Your goal
Transcribe exactly the line containing "Bounding box(es) for" and each line after it, through the end of the entries, with nothing before or after.

(Text-to-region grounding data)
== Segment start ==
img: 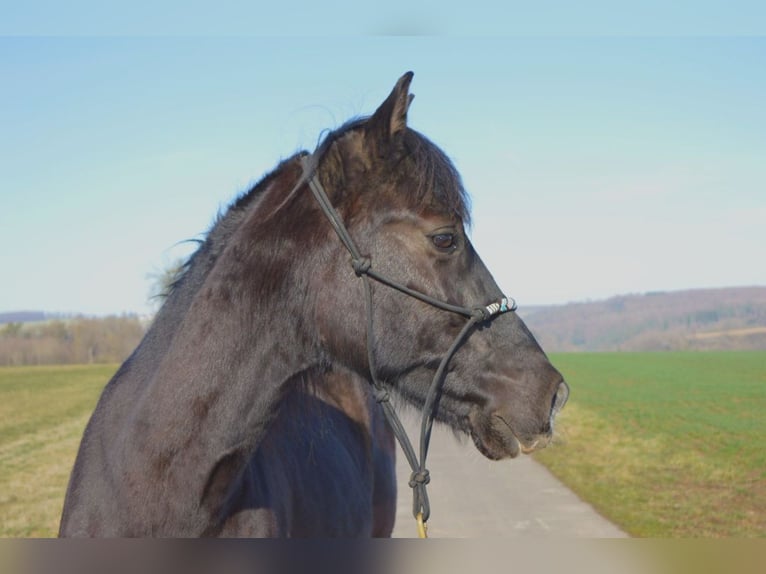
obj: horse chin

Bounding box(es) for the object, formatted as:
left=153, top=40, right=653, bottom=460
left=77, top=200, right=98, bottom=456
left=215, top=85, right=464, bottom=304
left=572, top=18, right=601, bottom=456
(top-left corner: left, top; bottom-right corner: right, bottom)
left=468, top=411, right=546, bottom=461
== Segment end ==
Written response
Bounding box(es) for the object, formatted as:
left=153, top=40, right=653, bottom=460
left=77, top=200, right=98, bottom=456
left=215, top=85, right=464, bottom=304
left=572, top=18, right=601, bottom=456
(top-left corner: left, top; bottom-right corner: right, bottom)
left=468, top=411, right=546, bottom=461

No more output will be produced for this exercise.